* _REQUIRED ACTION_:
Return every line from the one with "Each <instance> block" through the one with "negative clicks: (986, 286) (1002, 274)", inclusive, exactly as it appears below.
INPUT: Begin
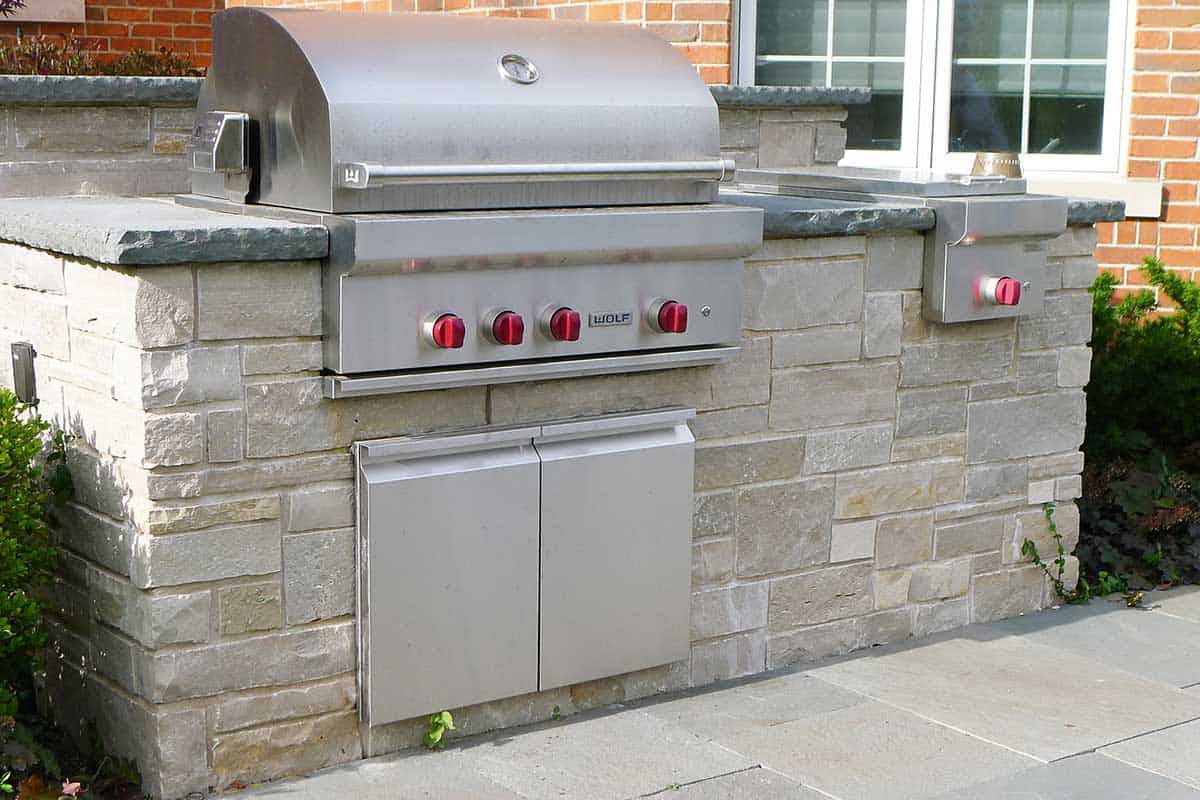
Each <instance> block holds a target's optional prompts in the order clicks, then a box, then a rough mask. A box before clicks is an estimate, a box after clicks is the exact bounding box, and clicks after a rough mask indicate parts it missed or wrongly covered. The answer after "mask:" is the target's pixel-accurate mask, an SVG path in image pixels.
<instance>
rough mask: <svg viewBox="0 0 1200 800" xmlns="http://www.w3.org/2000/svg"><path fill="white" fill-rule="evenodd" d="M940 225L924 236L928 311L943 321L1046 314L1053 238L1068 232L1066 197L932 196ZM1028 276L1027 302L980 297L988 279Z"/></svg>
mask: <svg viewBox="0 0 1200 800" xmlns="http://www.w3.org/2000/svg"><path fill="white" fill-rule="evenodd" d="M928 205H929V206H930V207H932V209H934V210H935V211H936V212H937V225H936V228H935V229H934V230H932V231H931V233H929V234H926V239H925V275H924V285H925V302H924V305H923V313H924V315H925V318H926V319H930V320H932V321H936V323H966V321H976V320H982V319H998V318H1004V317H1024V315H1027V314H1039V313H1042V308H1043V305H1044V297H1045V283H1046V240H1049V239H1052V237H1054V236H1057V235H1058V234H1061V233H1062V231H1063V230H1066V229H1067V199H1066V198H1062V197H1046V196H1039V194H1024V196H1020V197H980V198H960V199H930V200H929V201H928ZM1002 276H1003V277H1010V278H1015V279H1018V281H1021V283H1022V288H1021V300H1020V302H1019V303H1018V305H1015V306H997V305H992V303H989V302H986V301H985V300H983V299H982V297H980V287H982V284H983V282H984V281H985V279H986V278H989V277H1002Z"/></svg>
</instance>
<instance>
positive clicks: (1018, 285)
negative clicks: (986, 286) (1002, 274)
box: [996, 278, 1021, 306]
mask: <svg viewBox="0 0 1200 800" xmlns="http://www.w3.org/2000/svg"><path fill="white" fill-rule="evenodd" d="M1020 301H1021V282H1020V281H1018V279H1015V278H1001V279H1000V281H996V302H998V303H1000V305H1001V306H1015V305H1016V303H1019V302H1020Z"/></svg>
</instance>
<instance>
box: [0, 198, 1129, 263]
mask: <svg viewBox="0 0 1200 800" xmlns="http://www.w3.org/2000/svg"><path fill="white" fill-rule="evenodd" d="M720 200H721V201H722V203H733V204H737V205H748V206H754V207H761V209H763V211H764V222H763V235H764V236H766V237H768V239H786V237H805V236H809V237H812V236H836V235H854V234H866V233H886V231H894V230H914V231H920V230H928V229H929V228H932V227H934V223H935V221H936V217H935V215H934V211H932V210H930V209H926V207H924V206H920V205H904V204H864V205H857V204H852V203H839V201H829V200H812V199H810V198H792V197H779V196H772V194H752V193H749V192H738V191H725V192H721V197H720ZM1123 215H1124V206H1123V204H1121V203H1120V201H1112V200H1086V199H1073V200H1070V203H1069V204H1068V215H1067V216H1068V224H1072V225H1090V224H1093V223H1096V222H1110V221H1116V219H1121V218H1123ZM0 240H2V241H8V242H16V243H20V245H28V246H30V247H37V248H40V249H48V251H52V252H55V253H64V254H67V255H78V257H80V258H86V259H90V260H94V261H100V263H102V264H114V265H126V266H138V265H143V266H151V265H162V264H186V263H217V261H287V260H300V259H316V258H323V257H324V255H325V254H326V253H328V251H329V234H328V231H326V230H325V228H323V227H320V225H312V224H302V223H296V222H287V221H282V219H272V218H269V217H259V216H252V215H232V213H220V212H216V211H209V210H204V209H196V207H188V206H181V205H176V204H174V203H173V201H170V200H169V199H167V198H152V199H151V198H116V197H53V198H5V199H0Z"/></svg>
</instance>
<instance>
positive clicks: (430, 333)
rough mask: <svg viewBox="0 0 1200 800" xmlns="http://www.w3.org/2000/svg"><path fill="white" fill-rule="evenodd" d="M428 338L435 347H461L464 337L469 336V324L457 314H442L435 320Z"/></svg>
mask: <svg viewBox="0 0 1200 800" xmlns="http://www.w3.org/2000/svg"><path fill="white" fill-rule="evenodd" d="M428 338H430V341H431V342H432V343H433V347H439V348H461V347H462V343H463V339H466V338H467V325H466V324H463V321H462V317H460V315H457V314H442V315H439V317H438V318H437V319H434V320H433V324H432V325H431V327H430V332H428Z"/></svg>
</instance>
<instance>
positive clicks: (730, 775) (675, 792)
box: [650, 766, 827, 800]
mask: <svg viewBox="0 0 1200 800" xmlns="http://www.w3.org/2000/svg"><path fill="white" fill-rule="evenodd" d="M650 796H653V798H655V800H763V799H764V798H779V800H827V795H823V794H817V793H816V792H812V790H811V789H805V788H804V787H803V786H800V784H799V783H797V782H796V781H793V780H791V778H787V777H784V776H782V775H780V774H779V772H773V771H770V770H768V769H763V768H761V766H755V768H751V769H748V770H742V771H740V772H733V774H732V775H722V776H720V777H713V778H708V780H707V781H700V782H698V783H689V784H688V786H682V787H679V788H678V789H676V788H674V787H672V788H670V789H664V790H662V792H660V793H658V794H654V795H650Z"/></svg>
INPUT: End
INPUT: Begin
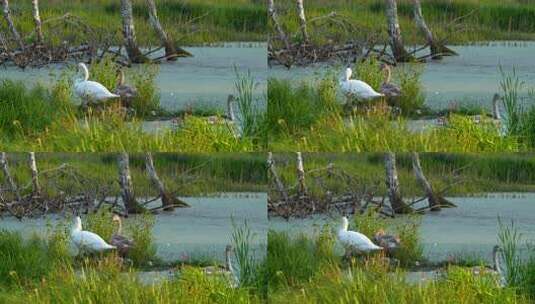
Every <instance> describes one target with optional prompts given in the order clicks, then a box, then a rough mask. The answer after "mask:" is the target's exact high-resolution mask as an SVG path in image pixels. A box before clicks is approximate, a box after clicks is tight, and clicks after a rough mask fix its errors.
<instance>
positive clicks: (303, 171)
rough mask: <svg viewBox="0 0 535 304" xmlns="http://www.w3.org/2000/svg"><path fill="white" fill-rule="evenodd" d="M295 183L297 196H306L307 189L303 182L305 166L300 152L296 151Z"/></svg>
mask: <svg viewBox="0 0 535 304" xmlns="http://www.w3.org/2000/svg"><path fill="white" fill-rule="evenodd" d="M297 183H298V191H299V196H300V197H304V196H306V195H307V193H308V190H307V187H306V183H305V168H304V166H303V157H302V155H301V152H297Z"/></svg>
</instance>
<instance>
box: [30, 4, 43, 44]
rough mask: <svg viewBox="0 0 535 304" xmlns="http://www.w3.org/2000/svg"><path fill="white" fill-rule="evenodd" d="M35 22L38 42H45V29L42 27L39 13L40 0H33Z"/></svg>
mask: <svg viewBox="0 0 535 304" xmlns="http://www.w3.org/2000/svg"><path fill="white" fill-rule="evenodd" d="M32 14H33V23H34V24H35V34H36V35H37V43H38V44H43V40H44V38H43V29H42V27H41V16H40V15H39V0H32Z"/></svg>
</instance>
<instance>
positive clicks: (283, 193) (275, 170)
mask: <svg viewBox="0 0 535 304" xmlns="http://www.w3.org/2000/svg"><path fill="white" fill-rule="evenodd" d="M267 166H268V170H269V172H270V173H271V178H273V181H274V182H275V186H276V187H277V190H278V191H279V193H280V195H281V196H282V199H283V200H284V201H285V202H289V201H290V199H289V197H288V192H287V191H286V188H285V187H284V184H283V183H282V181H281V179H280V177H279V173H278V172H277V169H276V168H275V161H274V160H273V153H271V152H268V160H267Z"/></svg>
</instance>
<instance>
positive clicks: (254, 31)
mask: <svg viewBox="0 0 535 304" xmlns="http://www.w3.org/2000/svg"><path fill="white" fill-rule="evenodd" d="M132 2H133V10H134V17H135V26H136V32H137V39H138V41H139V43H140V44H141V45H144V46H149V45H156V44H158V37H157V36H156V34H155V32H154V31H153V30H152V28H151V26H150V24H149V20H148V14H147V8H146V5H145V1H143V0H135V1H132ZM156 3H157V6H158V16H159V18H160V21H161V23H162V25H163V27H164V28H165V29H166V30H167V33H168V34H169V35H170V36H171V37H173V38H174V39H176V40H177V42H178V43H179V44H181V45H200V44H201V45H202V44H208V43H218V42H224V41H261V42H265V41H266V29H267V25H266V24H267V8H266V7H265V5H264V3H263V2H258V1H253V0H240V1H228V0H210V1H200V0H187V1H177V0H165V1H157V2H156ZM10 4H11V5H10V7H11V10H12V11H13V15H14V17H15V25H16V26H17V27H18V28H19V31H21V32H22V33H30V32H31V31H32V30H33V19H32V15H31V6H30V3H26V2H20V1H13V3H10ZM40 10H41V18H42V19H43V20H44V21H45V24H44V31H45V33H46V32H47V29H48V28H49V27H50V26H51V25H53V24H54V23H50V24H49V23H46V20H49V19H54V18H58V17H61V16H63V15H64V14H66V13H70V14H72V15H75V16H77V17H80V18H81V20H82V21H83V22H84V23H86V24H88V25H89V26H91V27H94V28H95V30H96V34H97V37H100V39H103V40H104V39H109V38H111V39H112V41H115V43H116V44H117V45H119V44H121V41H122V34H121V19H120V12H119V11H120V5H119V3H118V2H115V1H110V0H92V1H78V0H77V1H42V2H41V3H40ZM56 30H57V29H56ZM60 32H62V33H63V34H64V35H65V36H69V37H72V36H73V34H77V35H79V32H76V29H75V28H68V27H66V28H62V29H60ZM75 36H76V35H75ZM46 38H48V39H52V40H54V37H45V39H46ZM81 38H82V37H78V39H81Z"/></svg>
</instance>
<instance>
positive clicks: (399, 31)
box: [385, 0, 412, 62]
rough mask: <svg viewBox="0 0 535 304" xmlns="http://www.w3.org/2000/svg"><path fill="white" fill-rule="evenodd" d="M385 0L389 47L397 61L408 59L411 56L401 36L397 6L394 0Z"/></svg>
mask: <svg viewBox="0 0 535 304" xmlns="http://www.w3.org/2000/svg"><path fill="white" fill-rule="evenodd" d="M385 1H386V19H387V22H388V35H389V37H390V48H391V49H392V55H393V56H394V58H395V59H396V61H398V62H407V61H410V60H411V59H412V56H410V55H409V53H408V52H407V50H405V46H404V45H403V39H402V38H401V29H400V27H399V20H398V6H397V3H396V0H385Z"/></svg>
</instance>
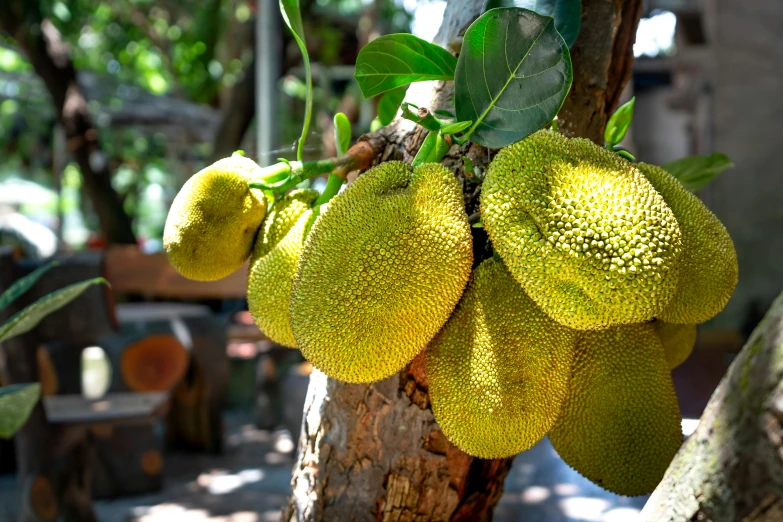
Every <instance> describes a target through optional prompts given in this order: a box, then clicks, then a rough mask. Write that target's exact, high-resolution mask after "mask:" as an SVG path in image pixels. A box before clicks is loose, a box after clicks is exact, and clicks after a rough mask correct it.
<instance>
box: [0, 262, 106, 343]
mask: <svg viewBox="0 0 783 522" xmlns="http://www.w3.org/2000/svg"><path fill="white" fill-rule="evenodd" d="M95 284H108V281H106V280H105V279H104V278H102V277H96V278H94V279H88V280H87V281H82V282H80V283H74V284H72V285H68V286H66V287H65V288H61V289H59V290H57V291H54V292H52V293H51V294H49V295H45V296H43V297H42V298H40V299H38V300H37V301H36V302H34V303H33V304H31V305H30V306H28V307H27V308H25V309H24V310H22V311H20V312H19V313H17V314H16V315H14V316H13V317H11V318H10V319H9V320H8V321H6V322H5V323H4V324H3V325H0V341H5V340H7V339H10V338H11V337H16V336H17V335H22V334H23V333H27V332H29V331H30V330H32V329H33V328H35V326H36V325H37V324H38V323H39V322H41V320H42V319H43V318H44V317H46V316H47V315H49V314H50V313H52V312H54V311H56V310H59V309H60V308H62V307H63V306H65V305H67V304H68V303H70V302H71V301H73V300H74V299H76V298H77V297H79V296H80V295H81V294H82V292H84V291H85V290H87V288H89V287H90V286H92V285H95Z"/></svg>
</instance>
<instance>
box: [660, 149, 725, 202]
INPUT: End
* _EXERCISE RESULT_:
Each <instance> block holds a target's optional prompts in the order clicks, then a box, then a rough mask. A box before clicks is an estimate, a box after clicks is the exact bounding box, and clicks after a rough mask indicate parts it missed or wrongly covered. The answer after "mask:" is the target's pixel-accurate mask, an SVG path in image pixels.
<instance>
rough mask: <svg viewBox="0 0 1200 800" xmlns="http://www.w3.org/2000/svg"><path fill="white" fill-rule="evenodd" d="M940 225L924 236L928 311L943 321L1046 314L1053 238L1068 232L1066 197L932 196ZM1028 276L1027 302L980 297L988 279Z"/></svg>
mask: <svg viewBox="0 0 1200 800" xmlns="http://www.w3.org/2000/svg"><path fill="white" fill-rule="evenodd" d="M928 205H929V206H930V207H932V209H934V210H935V211H936V212H937V225H936V228H935V229H934V230H932V231H931V233H929V234H926V239H925V275H924V285H925V302H924V305H923V313H924V315H925V318H926V319H930V320H932V321H936V323H966V321H976V320H982V319H998V318H1004V317H1024V315H1027V314H1039V313H1042V308H1043V305H1044V297H1045V283H1046V240H1049V239H1052V237H1054V236H1057V235H1058V234H1061V233H1062V231H1063V230H1066V229H1067V199H1066V198H1062V197H1046V196H1039V194H1024V196H1020V197H980V198H960V199H930V200H929V201H928ZM1002 276H1003V277H1010V278H1015V279H1018V281H1021V283H1022V288H1021V300H1020V302H1019V303H1018V305H1015V306H997V305H992V303H989V302H986V301H985V300H983V299H982V297H980V287H982V284H983V282H984V281H985V279H986V278H989V277H1002Z"/></svg>
</instance>
<instance>
positive clicks: (1018, 285)
negative clicks: (986, 286) (1002, 274)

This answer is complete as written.